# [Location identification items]
________________________

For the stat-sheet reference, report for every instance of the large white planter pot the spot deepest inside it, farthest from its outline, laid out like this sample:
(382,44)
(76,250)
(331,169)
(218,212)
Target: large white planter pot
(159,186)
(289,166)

________________________

# [Set exercise]
Copy all of the material above line for line, changing nothing.

# [Response for this exercise]
For the stat-sheet reference, report for every instance of the large white planter pot the spot deepest inside it, farthest from its outline, laid out like this sample:
(382,44)
(76,250)
(331,169)
(218,212)
Target: large white planter pot
(159,186)
(289,166)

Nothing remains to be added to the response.